Brief: Output the data exactly, with every line intact.

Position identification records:
<<<<

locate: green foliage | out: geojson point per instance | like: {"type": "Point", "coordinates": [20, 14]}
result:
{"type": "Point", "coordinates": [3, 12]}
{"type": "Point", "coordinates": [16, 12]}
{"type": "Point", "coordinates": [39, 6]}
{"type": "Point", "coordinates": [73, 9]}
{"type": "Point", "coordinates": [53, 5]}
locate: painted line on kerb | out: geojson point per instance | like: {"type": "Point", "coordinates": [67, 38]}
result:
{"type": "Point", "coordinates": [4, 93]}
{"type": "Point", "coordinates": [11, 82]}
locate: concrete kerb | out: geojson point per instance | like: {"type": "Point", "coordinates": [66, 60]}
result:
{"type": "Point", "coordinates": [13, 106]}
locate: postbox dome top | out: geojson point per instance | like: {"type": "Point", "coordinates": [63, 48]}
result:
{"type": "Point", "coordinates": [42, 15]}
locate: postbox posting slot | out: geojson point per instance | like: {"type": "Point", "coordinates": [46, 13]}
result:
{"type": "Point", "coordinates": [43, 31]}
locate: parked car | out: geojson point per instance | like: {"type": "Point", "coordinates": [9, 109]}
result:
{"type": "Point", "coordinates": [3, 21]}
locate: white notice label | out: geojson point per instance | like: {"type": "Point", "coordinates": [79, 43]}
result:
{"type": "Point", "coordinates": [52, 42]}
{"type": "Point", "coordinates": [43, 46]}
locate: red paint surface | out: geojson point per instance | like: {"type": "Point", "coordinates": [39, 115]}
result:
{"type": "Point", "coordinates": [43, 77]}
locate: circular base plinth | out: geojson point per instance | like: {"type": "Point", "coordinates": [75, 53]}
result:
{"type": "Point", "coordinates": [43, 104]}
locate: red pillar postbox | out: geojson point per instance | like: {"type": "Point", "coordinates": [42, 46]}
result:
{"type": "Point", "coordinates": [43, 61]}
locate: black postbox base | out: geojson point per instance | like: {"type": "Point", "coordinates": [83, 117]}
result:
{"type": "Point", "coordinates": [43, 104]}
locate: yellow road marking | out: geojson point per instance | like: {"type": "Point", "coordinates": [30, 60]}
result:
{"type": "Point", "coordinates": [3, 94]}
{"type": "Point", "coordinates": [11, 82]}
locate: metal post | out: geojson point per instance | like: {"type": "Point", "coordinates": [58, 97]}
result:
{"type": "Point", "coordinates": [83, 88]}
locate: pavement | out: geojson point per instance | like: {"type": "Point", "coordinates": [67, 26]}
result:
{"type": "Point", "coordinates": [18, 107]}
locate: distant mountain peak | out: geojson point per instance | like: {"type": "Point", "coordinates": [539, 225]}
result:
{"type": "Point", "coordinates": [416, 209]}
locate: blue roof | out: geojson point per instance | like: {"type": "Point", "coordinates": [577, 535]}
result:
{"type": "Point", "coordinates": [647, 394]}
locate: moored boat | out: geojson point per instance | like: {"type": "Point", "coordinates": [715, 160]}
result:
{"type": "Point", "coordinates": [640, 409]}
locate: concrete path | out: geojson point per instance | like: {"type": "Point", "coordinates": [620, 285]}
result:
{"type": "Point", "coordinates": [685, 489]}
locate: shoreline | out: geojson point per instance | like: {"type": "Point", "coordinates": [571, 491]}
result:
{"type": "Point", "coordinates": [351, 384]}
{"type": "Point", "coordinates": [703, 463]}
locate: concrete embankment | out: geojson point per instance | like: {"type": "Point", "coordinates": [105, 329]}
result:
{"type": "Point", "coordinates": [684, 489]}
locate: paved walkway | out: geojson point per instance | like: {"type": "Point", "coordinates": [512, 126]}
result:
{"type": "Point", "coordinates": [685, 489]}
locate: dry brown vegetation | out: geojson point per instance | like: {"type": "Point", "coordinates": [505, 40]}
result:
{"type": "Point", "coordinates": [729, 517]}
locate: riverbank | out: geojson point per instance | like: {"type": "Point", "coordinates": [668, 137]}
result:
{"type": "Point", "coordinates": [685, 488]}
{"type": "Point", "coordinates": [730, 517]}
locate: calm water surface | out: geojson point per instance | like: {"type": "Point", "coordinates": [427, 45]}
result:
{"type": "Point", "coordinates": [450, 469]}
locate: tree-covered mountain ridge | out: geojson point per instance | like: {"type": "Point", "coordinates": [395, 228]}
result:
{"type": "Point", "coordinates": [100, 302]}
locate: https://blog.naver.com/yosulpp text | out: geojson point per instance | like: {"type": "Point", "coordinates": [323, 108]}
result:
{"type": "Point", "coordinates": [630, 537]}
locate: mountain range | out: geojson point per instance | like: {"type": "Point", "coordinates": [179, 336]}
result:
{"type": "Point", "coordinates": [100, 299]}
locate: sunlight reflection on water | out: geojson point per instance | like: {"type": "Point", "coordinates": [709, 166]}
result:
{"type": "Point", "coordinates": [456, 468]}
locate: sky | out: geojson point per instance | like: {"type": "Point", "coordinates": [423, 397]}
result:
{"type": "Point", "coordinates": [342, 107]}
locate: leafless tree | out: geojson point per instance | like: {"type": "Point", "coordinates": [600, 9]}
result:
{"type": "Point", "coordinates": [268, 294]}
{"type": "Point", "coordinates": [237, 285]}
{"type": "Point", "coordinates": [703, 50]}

>>>>

Task result:
locate: green foliage | out: geojson point per instance | like: {"type": "Point", "coordinates": [20, 14]}
result:
{"type": "Point", "coordinates": [3, 12]}
{"type": "Point", "coordinates": [16, 12]}
{"type": "Point", "coordinates": [39, 6]}
{"type": "Point", "coordinates": [73, 9]}
{"type": "Point", "coordinates": [53, 5]}
locate: painted line on kerb | out: geojson point per instance | like: {"type": "Point", "coordinates": [67, 38]}
result:
{"type": "Point", "coordinates": [4, 93]}
{"type": "Point", "coordinates": [11, 82]}
locate: concrete kerb | out: geojson point per instance | like: {"type": "Point", "coordinates": [66, 60]}
result:
{"type": "Point", "coordinates": [13, 106]}
locate: postbox dome top | out: geojson point per instance | like: {"type": "Point", "coordinates": [63, 48]}
result:
{"type": "Point", "coordinates": [42, 15]}
locate: postbox posting slot | out: geojson point per instance | like: {"type": "Point", "coordinates": [46, 13]}
result:
{"type": "Point", "coordinates": [43, 31]}
locate: parked car | out: geojson point per instance | like: {"type": "Point", "coordinates": [9, 109]}
result:
{"type": "Point", "coordinates": [3, 21]}
locate: white notice label | out: geojson point per instance | like: {"type": "Point", "coordinates": [79, 43]}
result:
{"type": "Point", "coordinates": [52, 42]}
{"type": "Point", "coordinates": [43, 46]}
locate: red paint surface | out: geojson point per instance | like: {"type": "Point", "coordinates": [39, 115]}
result:
{"type": "Point", "coordinates": [43, 77]}
locate: circular base plinth | out: geojson point per instance | like: {"type": "Point", "coordinates": [75, 53]}
result:
{"type": "Point", "coordinates": [43, 104]}
locate: red pillar postbox | out: geojson point per instance | like: {"type": "Point", "coordinates": [42, 46]}
result:
{"type": "Point", "coordinates": [43, 61]}
locate: black postbox base | out: geojson point per instance | like: {"type": "Point", "coordinates": [83, 117]}
result:
{"type": "Point", "coordinates": [43, 104]}
locate: yellow road marking | out: geojson point per instance | like: {"type": "Point", "coordinates": [30, 60]}
result:
{"type": "Point", "coordinates": [3, 94]}
{"type": "Point", "coordinates": [11, 82]}
locate: metal post | out: geojson point per instance | like: {"type": "Point", "coordinates": [58, 97]}
result:
{"type": "Point", "coordinates": [83, 88]}
locate: pavement | out: geojson point per instance | like: {"type": "Point", "coordinates": [67, 26]}
result:
{"type": "Point", "coordinates": [18, 107]}
locate: distant mountain peak | out: geojson point per instance | like: {"type": "Point", "coordinates": [539, 225]}
result:
{"type": "Point", "coordinates": [416, 209]}
locate: blue roof | out: geojson point per instance | like: {"type": "Point", "coordinates": [577, 535]}
result:
{"type": "Point", "coordinates": [647, 394]}
locate: moored boat | out: geojson point per instance | like: {"type": "Point", "coordinates": [715, 160]}
result:
{"type": "Point", "coordinates": [640, 409]}
locate: concrete path | out: geojson point per instance | like: {"type": "Point", "coordinates": [620, 285]}
result:
{"type": "Point", "coordinates": [685, 489]}
locate: shoreline | out: geojson point per instance | like: {"type": "Point", "coordinates": [571, 491]}
result:
{"type": "Point", "coordinates": [351, 384]}
{"type": "Point", "coordinates": [703, 463]}
locate: concrete embankment | out: geojson point per instance | like: {"type": "Point", "coordinates": [105, 329]}
result:
{"type": "Point", "coordinates": [684, 489]}
locate: paved walkway | out: geojson point per instance | like: {"type": "Point", "coordinates": [512, 126]}
result:
{"type": "Point", "coordinates": [685, 489]}
locate: dry brown vegetation | out: geojson point per instance | like: {"type": "Point", "coordinates": [505, 40]}
result:
{"type": "Point", "coordinates": [729, 517]}
locate: riverbank | out: geojson point per instance | like: {"type": "Point", "coordinates": [668, 137]}
result:
{"type": "Point", "coordinates": [685, 488]}
{"type": "Point", "coordinates": [730, 517]}
locate: calm water surface | out: geojson point per instance | like: {"type": "Point", "coordinates": [427, 45]}
result:
{"type": "Point", "coordinates": [450, 469]}
locate: tree-covered mountain ridge | out: geojson point per instance | like: {"type": "Point", "coordinates": [395, 228]}
result:
{"type": "Point", "coordinates": [100, 302]}
locate: https://blog.naver.com/yosulpp text | out: geojson point per instance | like: {"type": "Point", "coordinates": [323, 108]}
result:
{"type": "Point", "coordinates": [630, 537]}
locate: mountain range | out: geojson point per instance | like: {"type": "Point", "coordinates": [179, 336]}
result:
{"type": "Point", "coordinates": [100, 299]}
locate: sunlight reflection on water | out: geojson point per instance | like: {"type": "Point", "coordinates": [709, 166]}
result:
{"type": "Point", "coordinates": [456, 468]}
locate: sky | out: geojson point per instance | like: {"type": "Point", "coordinates": [423, 397]}
result:
{"type": "Point", "coordinates": [342, 107]}
locate: leafless tree | out: geojson point per instance | like: {"type": "Point", "coordinates": [600, 9]}
result:
{"type": "Point", "coordinates": [268, 294]}
{"type": "Point", "coordinates": [237, 285]}
{"type": "Point", "coordinates": [703, 50]}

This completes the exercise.